## [Data listing]
● ● ●

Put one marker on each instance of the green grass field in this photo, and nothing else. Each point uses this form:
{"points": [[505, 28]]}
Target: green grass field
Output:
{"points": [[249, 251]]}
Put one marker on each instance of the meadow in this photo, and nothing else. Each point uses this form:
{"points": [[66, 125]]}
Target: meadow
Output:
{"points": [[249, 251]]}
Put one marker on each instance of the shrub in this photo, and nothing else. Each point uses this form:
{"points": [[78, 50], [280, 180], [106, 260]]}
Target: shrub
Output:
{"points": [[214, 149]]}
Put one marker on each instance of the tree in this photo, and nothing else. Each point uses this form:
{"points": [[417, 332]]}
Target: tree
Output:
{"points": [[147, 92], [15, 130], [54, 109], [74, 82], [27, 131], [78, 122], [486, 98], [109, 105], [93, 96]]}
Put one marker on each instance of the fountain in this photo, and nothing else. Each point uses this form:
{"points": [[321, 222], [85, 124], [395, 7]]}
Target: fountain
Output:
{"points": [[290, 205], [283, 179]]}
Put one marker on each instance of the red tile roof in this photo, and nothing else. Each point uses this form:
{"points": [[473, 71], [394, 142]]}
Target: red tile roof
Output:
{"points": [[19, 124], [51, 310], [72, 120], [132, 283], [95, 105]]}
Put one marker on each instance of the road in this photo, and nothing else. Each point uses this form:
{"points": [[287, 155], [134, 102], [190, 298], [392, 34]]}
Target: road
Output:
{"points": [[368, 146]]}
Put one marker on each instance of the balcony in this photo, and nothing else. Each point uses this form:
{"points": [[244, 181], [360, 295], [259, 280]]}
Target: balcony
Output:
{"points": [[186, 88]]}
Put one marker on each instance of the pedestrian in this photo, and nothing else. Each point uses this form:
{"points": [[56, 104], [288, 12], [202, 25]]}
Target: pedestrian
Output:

● ● ●

## [Task]
Only the lines from the beginning of the material through the line with "Target: tree" should appear in the answer, each copied exactly.

## [Response area]
Put one marker on each instance of the green grass field in this photo, and nothing else. Each point uses this form:
{"points": [[505, 28]]}
Target: green grass field
Output:
{"points": [[249, 251]]}
Put one marker on each instance of the meadow in this photo, and nothing else. Each point uses this form:
{"points": [[66, 125]]}
Target: meadow
Output:
{"points": [[249, 251]]}
Put one marker on each instance of the shrub in this photo, and nothing else. Each point uses this form:
{"points": [[78, 50], [280, 180], [106, 260]]}
Target: shrub
Output:
{"points": [[214, 149]]}
Put one marker on each instance of the tree in this photo, and nothing else. Each point uses this form:
{"points": [[417, 332]]}
Target: tree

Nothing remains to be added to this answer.